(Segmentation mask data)
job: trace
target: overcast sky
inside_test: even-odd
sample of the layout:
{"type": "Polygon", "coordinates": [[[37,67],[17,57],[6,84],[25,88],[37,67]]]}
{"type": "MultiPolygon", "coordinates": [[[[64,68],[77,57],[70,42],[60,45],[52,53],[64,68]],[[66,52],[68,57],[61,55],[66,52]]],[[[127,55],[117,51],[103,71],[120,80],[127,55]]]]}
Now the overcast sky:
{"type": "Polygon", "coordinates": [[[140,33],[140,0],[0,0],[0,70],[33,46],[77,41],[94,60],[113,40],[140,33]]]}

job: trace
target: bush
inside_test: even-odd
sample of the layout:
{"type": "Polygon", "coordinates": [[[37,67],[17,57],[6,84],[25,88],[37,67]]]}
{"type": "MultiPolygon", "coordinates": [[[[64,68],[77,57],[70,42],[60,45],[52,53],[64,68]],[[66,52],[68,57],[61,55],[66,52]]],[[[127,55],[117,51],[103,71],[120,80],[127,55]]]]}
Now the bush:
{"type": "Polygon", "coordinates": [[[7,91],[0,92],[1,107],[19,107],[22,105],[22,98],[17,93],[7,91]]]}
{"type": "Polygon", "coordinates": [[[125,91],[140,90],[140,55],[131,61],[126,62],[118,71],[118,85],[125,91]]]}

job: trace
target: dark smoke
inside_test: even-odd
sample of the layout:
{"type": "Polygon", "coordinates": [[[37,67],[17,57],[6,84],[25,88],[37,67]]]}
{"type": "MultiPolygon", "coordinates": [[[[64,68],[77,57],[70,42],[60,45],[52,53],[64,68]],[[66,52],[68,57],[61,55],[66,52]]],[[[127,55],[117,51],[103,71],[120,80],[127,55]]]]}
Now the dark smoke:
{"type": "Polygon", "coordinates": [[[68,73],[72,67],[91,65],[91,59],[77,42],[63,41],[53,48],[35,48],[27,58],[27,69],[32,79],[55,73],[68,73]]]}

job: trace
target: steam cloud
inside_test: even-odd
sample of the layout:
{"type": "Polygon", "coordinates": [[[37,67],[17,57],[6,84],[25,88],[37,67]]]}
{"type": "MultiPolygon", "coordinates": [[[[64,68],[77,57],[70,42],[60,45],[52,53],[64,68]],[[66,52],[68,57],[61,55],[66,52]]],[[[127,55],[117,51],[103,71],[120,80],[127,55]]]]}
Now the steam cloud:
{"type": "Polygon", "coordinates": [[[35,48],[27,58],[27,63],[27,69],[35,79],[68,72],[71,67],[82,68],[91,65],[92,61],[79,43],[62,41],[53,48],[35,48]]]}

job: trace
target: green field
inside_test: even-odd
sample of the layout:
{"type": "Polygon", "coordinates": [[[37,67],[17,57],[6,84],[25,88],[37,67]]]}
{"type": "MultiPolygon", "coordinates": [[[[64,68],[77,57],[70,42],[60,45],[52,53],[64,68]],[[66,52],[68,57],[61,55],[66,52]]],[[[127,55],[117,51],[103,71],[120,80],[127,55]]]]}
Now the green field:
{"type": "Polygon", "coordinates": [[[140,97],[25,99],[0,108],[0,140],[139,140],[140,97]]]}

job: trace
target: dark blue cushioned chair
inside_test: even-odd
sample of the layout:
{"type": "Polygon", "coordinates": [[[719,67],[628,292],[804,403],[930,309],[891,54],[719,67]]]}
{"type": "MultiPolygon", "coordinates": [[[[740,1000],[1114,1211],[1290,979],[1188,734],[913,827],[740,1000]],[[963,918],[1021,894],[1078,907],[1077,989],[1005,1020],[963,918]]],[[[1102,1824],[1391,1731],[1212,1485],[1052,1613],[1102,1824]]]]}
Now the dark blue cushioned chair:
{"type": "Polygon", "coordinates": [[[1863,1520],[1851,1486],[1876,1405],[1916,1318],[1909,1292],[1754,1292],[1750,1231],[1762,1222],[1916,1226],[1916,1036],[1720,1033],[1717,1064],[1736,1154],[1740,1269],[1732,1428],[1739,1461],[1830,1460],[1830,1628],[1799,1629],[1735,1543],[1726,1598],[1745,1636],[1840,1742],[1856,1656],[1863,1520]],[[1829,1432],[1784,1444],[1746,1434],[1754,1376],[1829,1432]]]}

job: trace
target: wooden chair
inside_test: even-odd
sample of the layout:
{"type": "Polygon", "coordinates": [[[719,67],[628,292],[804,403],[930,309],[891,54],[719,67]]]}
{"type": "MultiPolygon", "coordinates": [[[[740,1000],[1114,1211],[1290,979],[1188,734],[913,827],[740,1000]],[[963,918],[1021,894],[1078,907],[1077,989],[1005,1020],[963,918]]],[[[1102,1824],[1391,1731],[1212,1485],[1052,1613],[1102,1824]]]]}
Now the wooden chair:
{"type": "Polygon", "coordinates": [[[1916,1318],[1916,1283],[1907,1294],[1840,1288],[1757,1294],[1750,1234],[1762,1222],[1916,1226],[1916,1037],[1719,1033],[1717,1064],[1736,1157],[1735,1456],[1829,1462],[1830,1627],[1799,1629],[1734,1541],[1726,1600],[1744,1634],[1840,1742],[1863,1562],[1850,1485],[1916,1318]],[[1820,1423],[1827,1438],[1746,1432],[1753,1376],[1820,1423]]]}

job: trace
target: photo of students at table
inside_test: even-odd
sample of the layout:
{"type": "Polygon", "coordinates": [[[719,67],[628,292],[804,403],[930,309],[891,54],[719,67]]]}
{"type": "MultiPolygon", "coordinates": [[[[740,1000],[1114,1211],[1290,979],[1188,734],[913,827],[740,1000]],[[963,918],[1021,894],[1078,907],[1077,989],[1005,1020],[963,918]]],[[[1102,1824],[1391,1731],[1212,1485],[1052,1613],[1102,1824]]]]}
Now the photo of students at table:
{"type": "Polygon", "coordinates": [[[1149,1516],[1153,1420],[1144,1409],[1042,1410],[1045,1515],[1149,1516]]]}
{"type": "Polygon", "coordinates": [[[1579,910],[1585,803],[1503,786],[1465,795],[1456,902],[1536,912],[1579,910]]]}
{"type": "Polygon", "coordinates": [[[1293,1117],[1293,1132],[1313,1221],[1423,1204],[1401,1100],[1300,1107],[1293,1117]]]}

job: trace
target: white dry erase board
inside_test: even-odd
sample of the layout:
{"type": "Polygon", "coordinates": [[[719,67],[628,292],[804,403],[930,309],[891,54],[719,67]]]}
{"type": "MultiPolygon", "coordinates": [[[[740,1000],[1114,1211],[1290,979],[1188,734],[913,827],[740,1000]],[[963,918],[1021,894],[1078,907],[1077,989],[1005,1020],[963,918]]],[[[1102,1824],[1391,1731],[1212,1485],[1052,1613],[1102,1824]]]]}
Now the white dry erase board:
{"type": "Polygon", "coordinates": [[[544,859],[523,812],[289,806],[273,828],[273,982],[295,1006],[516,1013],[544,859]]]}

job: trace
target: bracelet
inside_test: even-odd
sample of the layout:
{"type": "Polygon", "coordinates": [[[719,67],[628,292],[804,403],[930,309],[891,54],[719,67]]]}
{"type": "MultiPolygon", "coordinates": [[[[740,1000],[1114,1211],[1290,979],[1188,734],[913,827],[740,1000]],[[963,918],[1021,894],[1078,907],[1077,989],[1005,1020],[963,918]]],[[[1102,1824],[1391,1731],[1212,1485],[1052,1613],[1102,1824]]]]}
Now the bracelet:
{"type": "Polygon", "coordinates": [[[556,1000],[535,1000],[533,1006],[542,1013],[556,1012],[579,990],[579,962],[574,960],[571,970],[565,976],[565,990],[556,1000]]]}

Work instruction: Transcribe the lines above precisely, keeping each one unchanged.

Result of the exercise:
job: trace
target: overcast sky
inside_test: even-odd
sample of the layout:
{"type": "Polygon", "coordinates": [[[37,67],[17,57],[6,84],[25,88],[37,67]]]}
{"type": "MultiPolygon", "coordinates": [[[[64,68],[77,57],[70,42],[60,45],[52,53],[64,68]],[[66,52],[68,57],[61,55],[66,52]]],[[[127,55],[117,51],[103,71],[120,80],[127,55]]]]}
Now the overcast sky:
{"type": "Polygon", "coordinates": [[[140,33],[140,0],[0,0],[0,70],[33,46],[77,41],[94,60],[113,40],[140,33]]]}

job: trace
target: bush
inside_test: even-odd
sample of the layout:
{"type": "Polygon", "coordinates": [[[37,67],[17,57],[6,84],[25,88],[37,67]]]}
{"type": "MultiPolygon", "coordinates": [[[[64,68],[77,57],[70,42],[60,45],[52,53],[64,68]],[[66,52],[68,57],[61,55],[66,52]]],[[[127,55],[117,51],[103,71],[120,80],[127,55]]]]}
Now the bush:
{"type": "Polygon", "coordinates": [[[7,91],[0,92],[1,107],[19,107],[22,105],[22,98],[17,93],[7,91]]]}
{"type": "Polygon", "coordinates": [[[125,91],[140,90],[140,55],[131,61],[126,62],[118,71],[118,85],[125,91]]]}

job: trace
target: dark smoke
inside_test: even-odd
sample of the layout:
{"type": "Polygon", "coordinates": [[[37,67],[17,57],[6,84],[25,88],[37,67]]]}
{"type": "MultiPolygon", "coordinates": [[[[64,68],[77,57],[70,42],[60,45],[52,53],[64,68]],[[66,52],[68,57],[61,55],[66,52]]],[[[127,55],[117,51],[103,71],[120,80],[127,55]]]]}
Now the dark smoke:
{"type": "Polygon", "coordinates": [[[68,73],[72,67],[91,65],[91,59],[77,42],[63,41],[53,48],[35,48],[27,58],[27,69],[32,79],[55,73],[68,73]]]}

job: trace
target: steam cloud
inside_test: even-odd
sample of the layout:
{"type": "Polygon", "coordinates": [[[37,67],[17,57],[6,84],[25,88],[37,67]]]}
{"type": "MultiPolygon", "coordinates": [[[[64,68],[77,57],[70,42],[60,45],[52,53],[64,68]],[[66,52],[68,57],[61,55],[66,52]]],[[[127,55],[117,51],[103,71],[120,80],[127,55]]]]}
Now the steam cloud:
{"type": "Polygon", "coordinates": [[[35,48],[27,58],[27,63],[27,69],[35,79],[68,72],[71,67],[82,68],[91,65],[92,61],[79,43],[62,41],[53,48],[35,48]]]}

job: trace
target: green field
inside_test: even-odd
sample of the layout:
{"type": "Polygon", "coordinates": [[[37,67],[17,57],[6,84],[25,88],[37,67]]]}
{"type": "MultiPolygon", "coordinates": [[[[64,68],[77,57],[70,42],[60,45],[52,53],[64,68]],[[66,52],[68,57],[61,55],[66,52]]],[[[127,55],[117,51],[103,71],[120,80],[127,55]]]]}
Now the green field:
{"type": "Polygon", "coordinates": [[[140,97],[25,99],[0,108],[0,140],[139,140],[140,97]]]}

job: trace
target: dark blue cushioned chair
inside_test: even-odd
sample of the layout:
{"type": "Polygon", "coordinates": [[[719,67],[628,292],[804,403],[930,309],[891,54],[719,67]]]}
{"type": "MultiPolygon", "coordinates": [[[[740,1000],[1114,1211],[1290,979],[1188,734],[913,827],[740,1000]],[[963,918],[1021,894],[1078,907],[1077,989],[1005,1020],[963,918]]],[[[1102,1824],[1391,1731],[1212,1485],[1052,1613],[1102,1824]]]]}
Now the dark blue cushioned chair:
{"type": "Polygon", "coordinates": [[[1863,1520],[1851,1486],[1876,1405],[1916,1318],[1909,1292],[1754,1292],[1750,1231],[1762,1222],[1916,1226],[1916,1036],[1720,1033],[1717,1064],[1736,1154],[1740,1269],[1732,1428],[1739,1461],[1830,1460],[1830,1628],[1799,1629],[1735,1543],[1726,1598],[1745,1636],[1840,1742],[1856,1656],[1863,1520]],[[1829,1432],[1784,1444],[1746,1434],[1754,1376],[1829,1432]]]}

job: trace
target: wooden chair
inside_test: even-odd
sample of the layout:
{"type": "Polygon", "coordinates": [[[719,67],[628,292],[804,403],[930,309],[891,54],[719,67]]]}
{"type": "MultiPolygon", "coordinates": [[[[740,1000],[1114,1211],[1290,979],[1188,734],[913,827],[740,1000]],[[963,918],[1021,894],[1078,907],[1077,989],[1005,1020],[963,918]]],[[[1102,1824],[1391,1731],[1212,1485],[1052,1613],[1102,1824]]]]}
Now the wooden chair:
{"type": "Polygon", "coordinates": [[[1916,1318],[1916,1283],[1907,1294],[1840,1288],[1757,1294],[1750,1234],[1762,1222],[1916,1226],[1916,1037],[1719,1033],[1717,1064],[1736,1157],[1735,1456],[1829,1462],[1830,1627],[1799,1629],[1734,1541],[1726,1600],[1744,1634],[1840,1742],[1863,1562],[1850,1485],[1916,1318]],[[1820,1423],[1827,1438],[1746,1432],[1753,1376],[1820,1423]]]}

job: trace
target: photo of students at table
inside_test: even-odd
sample of the layout:
{"type": "Polygon", "coordinates": [[[719,67],[628,292],[804,403],[930,309],[891,54],[719,67]]]}
{"type": "MultiPolygon", "coordinates": [[[[740,1000],[1114,1211],[1290,979],[1188,734],[913,827],[740,1000]],[[963,918],[1021,894],[1078,907],[1077,989],[1005,1020],[963,918]]],[[[1102,1824],[1391,1731],[1212,1485],[1052,1613],[1102,1824]]]]}
Now the photo of students at table:
{"type": "Polygon", "coordinates": [[[1149,1516],[1153,1420],[1144,1409],[1042,1410],[1045,1515],[1149,1516]]]}
{"type": "Polygon", "coordinates": [[[1579,910],[1585,803],[1503,786],[1465,795],[1456,902],[1536,912],[1579,910]]]}
{"type": "Polygon", "coordinates": [[[1293,1117],[1293,1132],[1313,1221],[1423,1204],[1401,1100],[1300,1107],[1293,1117]]]}

job: trace
target: white dry erase board
inside_test: even-odd
sample of the layout:
{"type": "Polygon", "coordinates": [[[719,67],[628,292],[804,403],[930,309],[891,54],[719,67]]]}
{"type": "MultiPolygon", "coordinates": [[[[740,1000],[1114,1211],[1290,979],[1188,734],[913,827],[740,1000]],[[963,918],[1021,894],[1078,907],[1077,989],[1005,1020],[963,918]]],[[[1102,1824],[1391,1731],[1212,1485],[1052,1613],[1102,1824]]]]}
Now the white dry erase board:
{"type": "Polygon", "coordinates": [[[544,859],[523,812],[289,806],[273,828],[273,982],[295,1006],[516,1013],[544,859]]]}

job: trace
target: bracelet
inside_test: even-odd
sample of the layout:
{"type": "Polygon", "coordinates": [[[719,67],[628,292],[804,403],[930,309],[891,54],[719,67]]]}
{"type": "MultiPolygon", "coordinates": [[[[740,1000],[1114,1211],[1290,979],[1188,734],[913,827],[740,1000]],[[963,918],[1021,894],[1078,907],[1077,989],[1005,1020],[963,918]]],[[[1102,1824],[1391,1731],[1212,1485],[1052,1613],[1102,1824]]]]}
Now the bracelet:
{"type": "Polygon", "coordinates": [[[556,1000],[535,1000],[533,1006],[542,1013],[556,1012],[579,990],[579,962],[574,960],[571,970],[565,976],[565,990],[556,1000]]]}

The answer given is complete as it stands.